Problem details - Copy the data from the line that contains "the woman's updo" to its last line, exactly, including both of those lines and leaving out everything before.

Given records -
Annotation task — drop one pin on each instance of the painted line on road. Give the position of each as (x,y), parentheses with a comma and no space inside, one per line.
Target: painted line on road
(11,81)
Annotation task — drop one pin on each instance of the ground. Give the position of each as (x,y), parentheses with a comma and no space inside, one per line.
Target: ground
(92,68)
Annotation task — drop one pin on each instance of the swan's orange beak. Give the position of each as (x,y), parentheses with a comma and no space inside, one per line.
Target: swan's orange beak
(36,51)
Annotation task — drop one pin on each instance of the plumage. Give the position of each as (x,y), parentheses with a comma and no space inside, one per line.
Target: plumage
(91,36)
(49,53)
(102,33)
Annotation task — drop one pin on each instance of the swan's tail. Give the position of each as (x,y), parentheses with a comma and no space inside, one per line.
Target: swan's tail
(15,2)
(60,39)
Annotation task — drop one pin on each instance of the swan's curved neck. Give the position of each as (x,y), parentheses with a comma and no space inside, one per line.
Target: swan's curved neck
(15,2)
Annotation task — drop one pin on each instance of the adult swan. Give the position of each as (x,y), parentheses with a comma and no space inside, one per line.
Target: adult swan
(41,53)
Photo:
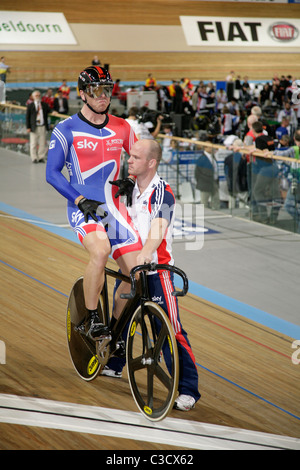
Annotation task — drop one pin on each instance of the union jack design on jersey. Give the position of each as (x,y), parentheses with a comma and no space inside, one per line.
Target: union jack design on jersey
(92,157)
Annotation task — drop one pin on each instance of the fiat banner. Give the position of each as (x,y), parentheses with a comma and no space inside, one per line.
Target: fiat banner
(242,32)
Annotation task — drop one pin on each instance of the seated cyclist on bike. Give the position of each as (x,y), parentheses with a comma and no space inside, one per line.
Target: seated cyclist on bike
(89,145)
(152,213)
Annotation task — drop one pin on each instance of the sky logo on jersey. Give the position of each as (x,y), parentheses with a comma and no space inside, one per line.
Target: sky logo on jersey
(85,144)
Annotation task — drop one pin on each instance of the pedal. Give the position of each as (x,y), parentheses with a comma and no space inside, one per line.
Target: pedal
(120,350)
(102,349)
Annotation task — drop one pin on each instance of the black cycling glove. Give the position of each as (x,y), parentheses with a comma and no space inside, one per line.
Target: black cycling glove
(125,188)
(90,208)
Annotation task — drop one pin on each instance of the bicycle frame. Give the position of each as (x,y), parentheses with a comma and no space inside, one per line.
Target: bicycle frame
(139,294)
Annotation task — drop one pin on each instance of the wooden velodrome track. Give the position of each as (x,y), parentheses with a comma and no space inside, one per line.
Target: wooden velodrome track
(246,376)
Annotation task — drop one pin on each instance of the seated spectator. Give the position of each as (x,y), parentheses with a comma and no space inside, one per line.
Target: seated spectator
(283,129)
(292,200)
(287,111)
(235,168)
(49,98)
(206,175)
(226,121)
(61,104)
(65,89)
(265,182)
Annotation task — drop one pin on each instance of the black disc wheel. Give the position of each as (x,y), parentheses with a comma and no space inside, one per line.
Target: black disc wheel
(83,350)
(152,361)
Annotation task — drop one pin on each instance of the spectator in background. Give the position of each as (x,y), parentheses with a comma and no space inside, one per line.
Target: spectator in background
(133,120)
(61,104)
(117,92)
(206,175)
(65,89)
(4,69)
(150,83)
(265,182)
(37,125)
(49,98)
(221,99)
(283,129)
(226,121)
(235,168)
(287,111)
(292,200)
(96,61)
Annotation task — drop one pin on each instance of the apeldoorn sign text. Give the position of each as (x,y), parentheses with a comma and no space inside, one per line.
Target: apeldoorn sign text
(21,27)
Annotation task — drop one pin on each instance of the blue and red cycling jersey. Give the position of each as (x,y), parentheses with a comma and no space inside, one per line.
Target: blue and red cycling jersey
(92,156)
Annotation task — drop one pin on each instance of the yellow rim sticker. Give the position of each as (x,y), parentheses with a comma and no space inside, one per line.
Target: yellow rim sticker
(69,324)
(133,328)
(148,410)
(170,344)
(92,365)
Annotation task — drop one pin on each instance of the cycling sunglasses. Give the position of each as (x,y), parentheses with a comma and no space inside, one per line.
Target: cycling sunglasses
(95,91)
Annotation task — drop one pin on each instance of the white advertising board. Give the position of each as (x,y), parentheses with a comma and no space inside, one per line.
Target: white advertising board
(23,27)
(245,32)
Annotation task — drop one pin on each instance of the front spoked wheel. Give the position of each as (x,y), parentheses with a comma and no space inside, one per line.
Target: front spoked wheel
(152,361)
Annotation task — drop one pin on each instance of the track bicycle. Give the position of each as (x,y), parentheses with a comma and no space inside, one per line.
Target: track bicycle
(150,349)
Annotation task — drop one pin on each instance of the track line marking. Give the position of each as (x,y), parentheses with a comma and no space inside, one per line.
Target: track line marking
(129,425)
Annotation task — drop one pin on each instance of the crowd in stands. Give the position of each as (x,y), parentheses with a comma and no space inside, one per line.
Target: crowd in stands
(244,118)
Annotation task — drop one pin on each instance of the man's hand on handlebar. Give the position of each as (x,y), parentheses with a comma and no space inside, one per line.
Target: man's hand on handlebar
(91,208)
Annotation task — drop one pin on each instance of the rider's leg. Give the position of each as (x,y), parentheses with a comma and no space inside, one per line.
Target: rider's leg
(98,247)
(126,262)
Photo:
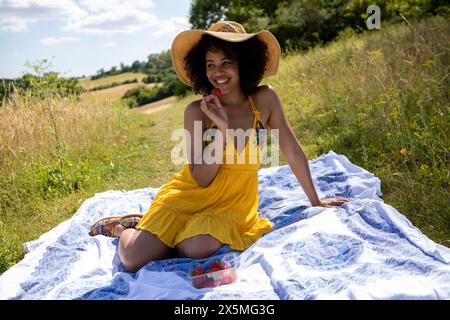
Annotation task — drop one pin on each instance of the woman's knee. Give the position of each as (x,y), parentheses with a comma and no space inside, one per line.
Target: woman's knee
(198,247)
(137,248)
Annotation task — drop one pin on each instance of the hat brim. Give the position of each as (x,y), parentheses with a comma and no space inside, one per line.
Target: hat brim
(186,40)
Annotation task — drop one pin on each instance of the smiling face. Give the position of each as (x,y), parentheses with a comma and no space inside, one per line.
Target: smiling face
(222,71)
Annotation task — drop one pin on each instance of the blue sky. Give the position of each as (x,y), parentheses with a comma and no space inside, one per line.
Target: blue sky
(83,36)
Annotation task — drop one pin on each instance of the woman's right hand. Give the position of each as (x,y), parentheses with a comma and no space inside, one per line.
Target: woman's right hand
(214,110)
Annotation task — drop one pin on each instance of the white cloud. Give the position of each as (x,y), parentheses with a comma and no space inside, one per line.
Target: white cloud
(17,15)
(109,44)
(108,5)
(114,21)
(102,17)
(171,27)
(52,40)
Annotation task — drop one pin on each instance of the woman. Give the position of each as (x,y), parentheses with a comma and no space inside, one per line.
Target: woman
(207,205)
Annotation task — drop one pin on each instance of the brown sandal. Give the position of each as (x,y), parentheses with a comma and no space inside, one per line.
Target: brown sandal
(106,226)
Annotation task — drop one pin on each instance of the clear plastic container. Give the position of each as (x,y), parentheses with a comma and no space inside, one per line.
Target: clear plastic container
(207,273)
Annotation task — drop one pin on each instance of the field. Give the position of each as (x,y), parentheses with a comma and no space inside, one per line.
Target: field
(381,99)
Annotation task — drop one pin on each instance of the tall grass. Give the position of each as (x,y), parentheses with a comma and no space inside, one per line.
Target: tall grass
(381,99)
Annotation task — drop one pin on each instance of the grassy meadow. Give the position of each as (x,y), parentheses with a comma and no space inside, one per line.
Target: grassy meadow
(88,84)
(381,99)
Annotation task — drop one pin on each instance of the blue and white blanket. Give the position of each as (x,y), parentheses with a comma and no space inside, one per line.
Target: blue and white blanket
(363,250)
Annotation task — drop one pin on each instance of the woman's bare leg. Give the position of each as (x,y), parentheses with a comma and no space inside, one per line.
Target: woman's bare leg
(138,247)
(198,247)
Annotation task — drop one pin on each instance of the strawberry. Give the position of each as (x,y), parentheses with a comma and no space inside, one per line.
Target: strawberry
(198,271)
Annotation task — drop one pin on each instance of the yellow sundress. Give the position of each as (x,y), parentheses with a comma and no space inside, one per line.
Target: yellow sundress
(226,209)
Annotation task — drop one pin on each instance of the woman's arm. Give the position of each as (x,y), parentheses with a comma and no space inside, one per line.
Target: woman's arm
(203,173)
(293,151)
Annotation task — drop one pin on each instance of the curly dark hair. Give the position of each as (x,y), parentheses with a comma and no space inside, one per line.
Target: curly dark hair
(251,56)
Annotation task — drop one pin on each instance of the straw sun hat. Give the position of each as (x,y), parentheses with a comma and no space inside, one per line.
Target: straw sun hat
(226,30)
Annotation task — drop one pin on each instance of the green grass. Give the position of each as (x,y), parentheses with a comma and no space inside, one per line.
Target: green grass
(381,99)
(87,83)
(38,193)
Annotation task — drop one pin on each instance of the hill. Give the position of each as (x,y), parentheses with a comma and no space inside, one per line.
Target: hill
(380,98)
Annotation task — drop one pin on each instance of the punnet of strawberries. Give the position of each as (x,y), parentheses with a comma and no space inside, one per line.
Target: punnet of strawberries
(214,275)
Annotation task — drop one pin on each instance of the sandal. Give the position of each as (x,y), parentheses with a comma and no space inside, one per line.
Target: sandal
(106,226)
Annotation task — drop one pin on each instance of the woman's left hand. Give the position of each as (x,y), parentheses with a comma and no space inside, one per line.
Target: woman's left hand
(332,202)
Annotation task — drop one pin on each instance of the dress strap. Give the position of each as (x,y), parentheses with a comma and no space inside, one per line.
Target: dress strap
(253,105)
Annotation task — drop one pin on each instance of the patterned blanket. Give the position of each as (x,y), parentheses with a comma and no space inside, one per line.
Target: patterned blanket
(363,250)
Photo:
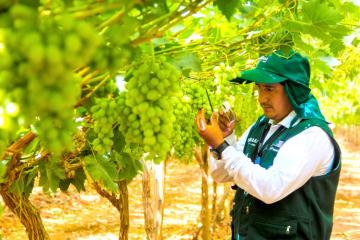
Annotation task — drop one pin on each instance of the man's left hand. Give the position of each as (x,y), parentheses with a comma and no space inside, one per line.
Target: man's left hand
(211,133)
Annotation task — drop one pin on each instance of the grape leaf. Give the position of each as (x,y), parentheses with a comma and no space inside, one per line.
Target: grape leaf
(3,168)
(79,180)
(30,3)
(186,62)
(227,7)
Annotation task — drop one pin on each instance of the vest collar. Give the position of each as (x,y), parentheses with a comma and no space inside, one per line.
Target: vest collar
(287,121)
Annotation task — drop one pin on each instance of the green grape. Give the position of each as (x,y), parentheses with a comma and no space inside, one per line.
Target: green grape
(44,53)
(104,114)
(147,116)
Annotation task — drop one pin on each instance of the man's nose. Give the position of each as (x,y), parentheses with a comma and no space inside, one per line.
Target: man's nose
(262,98)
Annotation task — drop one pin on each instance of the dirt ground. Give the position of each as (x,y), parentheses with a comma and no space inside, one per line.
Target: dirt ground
(88,216)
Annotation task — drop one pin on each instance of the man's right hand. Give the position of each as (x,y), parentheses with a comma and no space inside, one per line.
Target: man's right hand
(226,122)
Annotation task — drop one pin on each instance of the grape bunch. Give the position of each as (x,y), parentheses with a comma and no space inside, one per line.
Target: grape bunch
(198,97)
(147,107)
(223,74)
(104,114)
(184,133)
(39,56)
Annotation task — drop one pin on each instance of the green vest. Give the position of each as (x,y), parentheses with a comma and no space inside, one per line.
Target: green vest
(307,213)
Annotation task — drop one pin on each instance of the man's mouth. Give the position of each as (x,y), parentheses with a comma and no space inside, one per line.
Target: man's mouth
(266,106)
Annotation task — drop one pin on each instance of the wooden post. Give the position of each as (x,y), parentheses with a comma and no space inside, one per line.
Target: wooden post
(153,198)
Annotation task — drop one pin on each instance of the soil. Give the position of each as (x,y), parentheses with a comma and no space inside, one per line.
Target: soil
(86,215)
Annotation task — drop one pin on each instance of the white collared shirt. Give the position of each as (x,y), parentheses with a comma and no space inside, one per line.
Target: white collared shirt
(310,153)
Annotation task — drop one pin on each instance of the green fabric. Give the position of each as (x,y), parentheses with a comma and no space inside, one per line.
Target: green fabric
(303,102)
(293,70)
(306,213)
(278,67)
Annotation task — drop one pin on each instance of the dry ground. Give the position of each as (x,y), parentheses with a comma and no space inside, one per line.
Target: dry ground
(88,216)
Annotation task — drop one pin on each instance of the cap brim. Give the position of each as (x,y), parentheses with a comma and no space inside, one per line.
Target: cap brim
(258,75)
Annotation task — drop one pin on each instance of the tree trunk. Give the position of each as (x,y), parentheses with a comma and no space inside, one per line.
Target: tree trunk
(29,216)
(153,177)
(201,156)
(124,210)
(121,203)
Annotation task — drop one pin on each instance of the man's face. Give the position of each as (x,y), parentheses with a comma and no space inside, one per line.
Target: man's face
(274,101)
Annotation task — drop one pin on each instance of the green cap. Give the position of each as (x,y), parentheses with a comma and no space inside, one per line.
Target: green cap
(278,67)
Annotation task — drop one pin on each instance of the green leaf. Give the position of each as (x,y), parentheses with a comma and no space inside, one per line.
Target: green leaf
(3,168)
(336,46)
(227,7)
(319,13)
(186,62)
(79,180)
(30,3)
(1,212)
(102,170)
(64,184)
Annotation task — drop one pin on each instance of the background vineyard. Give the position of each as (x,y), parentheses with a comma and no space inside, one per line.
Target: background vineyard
(95,93)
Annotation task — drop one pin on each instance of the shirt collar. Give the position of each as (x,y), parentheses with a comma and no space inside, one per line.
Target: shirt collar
(286,121)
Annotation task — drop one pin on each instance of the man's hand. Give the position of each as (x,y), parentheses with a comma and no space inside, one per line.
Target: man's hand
(211,133)
(226,122)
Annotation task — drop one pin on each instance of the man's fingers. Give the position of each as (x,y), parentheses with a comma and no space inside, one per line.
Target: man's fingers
(214,118)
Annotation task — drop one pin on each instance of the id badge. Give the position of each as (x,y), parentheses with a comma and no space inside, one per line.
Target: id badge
(257,160)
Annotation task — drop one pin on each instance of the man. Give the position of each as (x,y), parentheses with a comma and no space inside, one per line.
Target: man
(286,166)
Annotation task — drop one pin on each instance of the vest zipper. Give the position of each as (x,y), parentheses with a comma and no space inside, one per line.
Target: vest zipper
(288,229)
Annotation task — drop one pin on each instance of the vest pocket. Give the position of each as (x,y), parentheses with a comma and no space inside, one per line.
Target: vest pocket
(274,228)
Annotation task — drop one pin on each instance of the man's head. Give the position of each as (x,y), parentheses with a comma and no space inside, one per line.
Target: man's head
(282,81)
(274,101)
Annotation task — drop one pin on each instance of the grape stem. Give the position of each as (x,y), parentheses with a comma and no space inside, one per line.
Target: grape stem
(82,100)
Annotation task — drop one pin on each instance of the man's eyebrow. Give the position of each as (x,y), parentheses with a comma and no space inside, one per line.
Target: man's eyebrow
(266,85)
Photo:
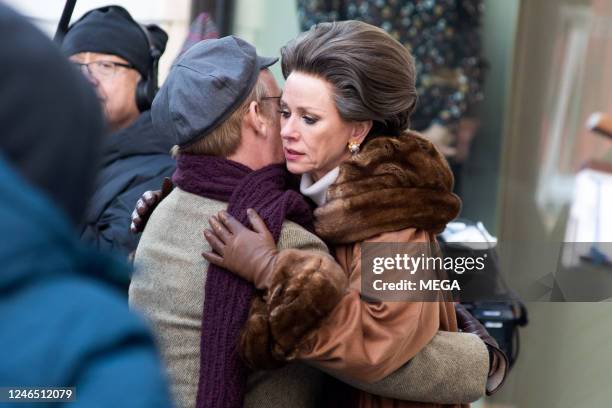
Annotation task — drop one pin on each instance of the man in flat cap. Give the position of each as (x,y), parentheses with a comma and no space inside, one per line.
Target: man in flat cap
(120,57)
(219,105)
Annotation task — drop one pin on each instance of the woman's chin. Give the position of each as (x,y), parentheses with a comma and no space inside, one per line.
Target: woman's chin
(295,168)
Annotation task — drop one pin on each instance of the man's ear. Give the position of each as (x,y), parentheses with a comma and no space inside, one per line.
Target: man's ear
(360,131)
(254,117)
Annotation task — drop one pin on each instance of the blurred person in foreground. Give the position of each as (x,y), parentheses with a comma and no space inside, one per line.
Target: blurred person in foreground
(65,321)
(119,58)
(229,156)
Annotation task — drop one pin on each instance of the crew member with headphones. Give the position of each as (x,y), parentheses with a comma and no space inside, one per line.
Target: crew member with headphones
(120,58)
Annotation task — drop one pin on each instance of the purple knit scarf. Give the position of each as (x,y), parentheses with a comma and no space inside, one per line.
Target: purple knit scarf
(227,297)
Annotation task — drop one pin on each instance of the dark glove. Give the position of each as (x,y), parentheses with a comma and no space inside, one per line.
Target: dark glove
(147,203)
(250,254)
(498,361)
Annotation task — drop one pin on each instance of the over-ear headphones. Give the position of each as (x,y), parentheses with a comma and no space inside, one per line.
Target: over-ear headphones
(148,86)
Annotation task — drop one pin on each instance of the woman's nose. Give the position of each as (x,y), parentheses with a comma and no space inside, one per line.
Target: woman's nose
(288,130)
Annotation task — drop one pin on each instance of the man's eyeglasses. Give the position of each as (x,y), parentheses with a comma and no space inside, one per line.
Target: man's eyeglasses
(101,69)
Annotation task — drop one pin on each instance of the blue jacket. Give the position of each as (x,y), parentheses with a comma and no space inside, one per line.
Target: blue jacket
(135,160)
(65,319)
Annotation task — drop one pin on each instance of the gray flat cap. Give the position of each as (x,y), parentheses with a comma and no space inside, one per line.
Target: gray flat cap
(205,86)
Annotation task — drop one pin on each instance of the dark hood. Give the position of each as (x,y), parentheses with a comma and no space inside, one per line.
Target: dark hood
(140,138)
(50,118)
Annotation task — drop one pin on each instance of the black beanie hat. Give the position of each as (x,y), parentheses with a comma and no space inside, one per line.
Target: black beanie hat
(112,30)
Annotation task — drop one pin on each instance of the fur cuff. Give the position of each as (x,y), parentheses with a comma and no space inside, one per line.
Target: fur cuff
(305,288)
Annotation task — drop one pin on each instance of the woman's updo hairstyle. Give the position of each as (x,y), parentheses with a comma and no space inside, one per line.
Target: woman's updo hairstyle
(372,74)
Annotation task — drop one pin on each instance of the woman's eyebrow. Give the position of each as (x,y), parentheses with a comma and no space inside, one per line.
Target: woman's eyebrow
(302,109)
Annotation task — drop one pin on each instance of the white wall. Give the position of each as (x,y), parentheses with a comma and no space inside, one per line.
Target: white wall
(267,24)
(171,15)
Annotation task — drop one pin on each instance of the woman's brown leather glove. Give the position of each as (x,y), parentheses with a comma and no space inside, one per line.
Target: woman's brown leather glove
(250,254)
(498,363)
(147,203)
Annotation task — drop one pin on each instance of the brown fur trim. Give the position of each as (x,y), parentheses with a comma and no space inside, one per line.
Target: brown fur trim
(255,340)
(305,288)
(392,184)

Full solution -
Annotation task — drop one pin on each instance of the woman's updo hairstyle. Give the position of each as (x,y), parentheses with a comma and no space inside, one per line.
Target: woman's updo hairstyle
(372,74)
Annotation task — drop one pin on each instance of the woman's eyebrow. Give the position of each as (x,y), parentheses with a comma and no space inside, one per line.
Target: woman's eyebrow
(302,109)
Annotation task — drop one pin on each instance of the white wall. Give the position of each as (x,y), parentheses with a comma and no space inside, one per line.
Target: white wall
(267,24)
(171,15)
Annotation task — drop one pin on each instance of the woman's brown leather glove. Give the position of each as (x,y), parentheses with a comma and no space inside, one per line.
Target: woman's brown leather glove
(250,254)
(498,363)
(147,203)
Annotation task — drop one pin on each instance of the brown fur trim. Give the position of each as (x,y), parentheses with a comma and no space inside, one per line.
Target: brown fur trim
(255,340)
(305,288)
(392,184)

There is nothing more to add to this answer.